▶ [REQUIRED TASKS]:
A. For the interview on private credit in Latin America, state whether each statement agrees with it, giving yes or no and quoting the words that decide it: (i) Banks are expected to offload NPL portfolios to strengthen their balance sheets. (ii) Deals are sourced only through proprietary methods. (iii) Loans are made at high loan-to-values.
B. Please continue the interview on private credit in Latin America, starting right after its last sentence.
[QUOTED PASSAGE Boundary: Start]
On the financing side, Latin American and international banks were already limited in their lending practices and have pulled back even more in providing financing during the pandemic, leaving solid companies that are too small for traditional bond markets in need of capital. We have been able to provide creative financing solutions, typically with attractive pricing, solid collateral and embedded equity upside optionality.

For NPLs, there was already a robust pipeline pre-pandemic. Banks now have a growing backlog and will be seeking to offload NPL portfolios to strengthen their balance sheets. Cerberus is one of the world’s largest and most experienced investors in NPLs and we are able to leverage our global infrastructure and platform to be a trusted partner to the region’s banks.

Please describe your investment strategy. How do you source your deals and what is the risk profile of the businesses to which you lend?

We source deals from traditional bank and broker channels, proprietary methods, and long-standing relationships and, in general, we like to have an on-the-ground presence in our markets. We often find attractive opportunities through our global, multi-strategy teams and their networks as well.

In terms of risk profile, we focus on fundamentally strong businesses that require creative solutions and stable, decisive partners. Our extensive diligence typically enables us to lend at appropriate spreads to the market, but at low loan-to-values, which we believe reduces overall investment risk. 

Please describe the impact of private credit investments in emerging markets and in Latin America for SMEs that may suffer from a lack of banking finance.
[QUOTED PASSAGE Boundary: End]
[SUPPLIED DATA Boundary: Start]
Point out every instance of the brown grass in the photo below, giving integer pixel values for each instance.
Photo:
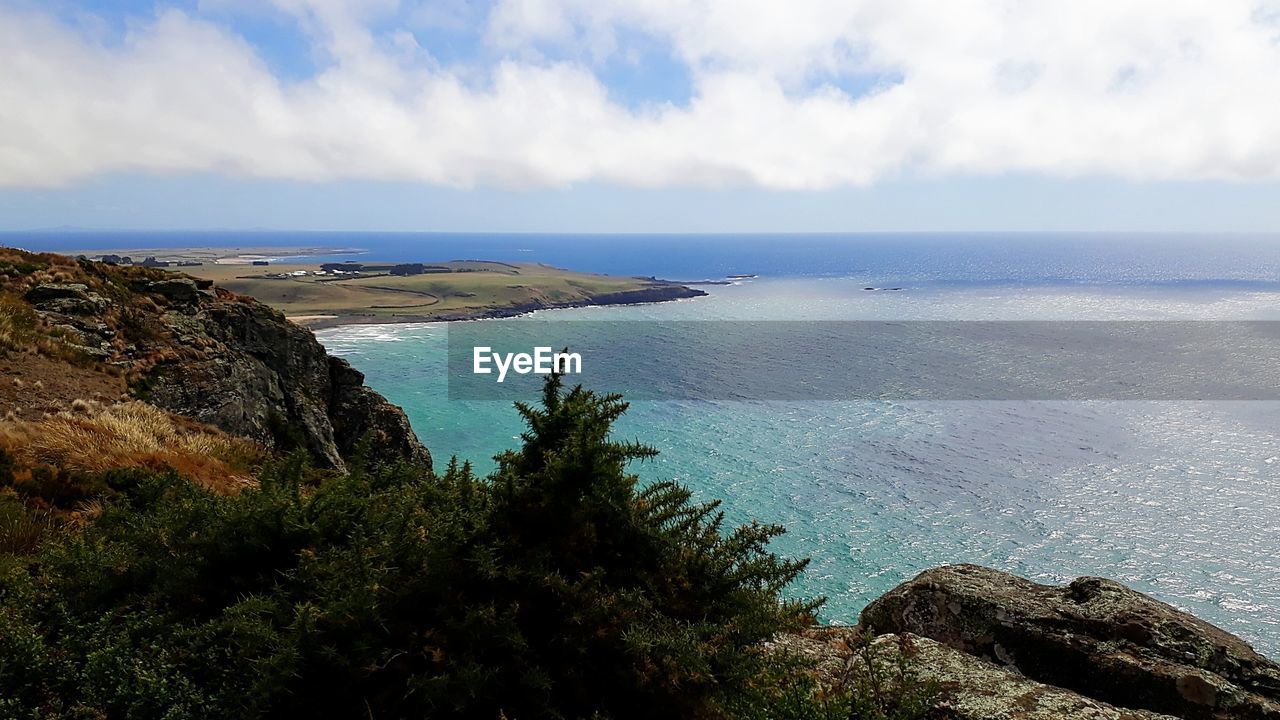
[SUPPLIED DATA Boundary: End]
▶ [WRITTEN RESPONSES]:
A.
(i) Yes: "Banks now have a growing backlog and will be seeking to offload NPL portfolios to strengthen their balance sheets."
(ii) No: "We source deals from traditional bank and broker channels, proprietary methods, and long-standing relationships"
(iii) No: "but at low loan-to-values, which we believe reduces overall investment risk."

B.
Increasing access to capital for SMEs in Latin America is critically important for the region. According to a 2019 report by the OECD/CAF1, over 99% of companies in Latin America are SMEs and they account for an average of 60% of formal productive employment. Despite the size of the market, SME financing is only a small portion of Latin American bank loan portfolios. On average, large Latin American banks have 12.1%2 of their financings allocated to SMEs. This, among other factors, has created an estimated financing gap of over USD1t3 for SMEs in Latin America.

Cerberus has a long history of providing financial solutions to companies that are too small to access large bank lines, syndicated loans or public bond markets. In Latin America specifically, we partnered with a Colombian company, Bayport S.A., that provides vital access to credit for many people not served by the traditional banking system. Our facility, along with our lending partners, provided USD100m of structured debt, on attractive commercial terms, to assist Bayport on its mission of financial inclusion in Colombia. We are also proud to help in supporting the company’s local growth and Bayport Colombia’s management team.

The onset of the COVID-19 pandemic has generated a greater need for capital for distressed companies and banks worldwide. How have you been adapting your strategy to address this need in emerging markets?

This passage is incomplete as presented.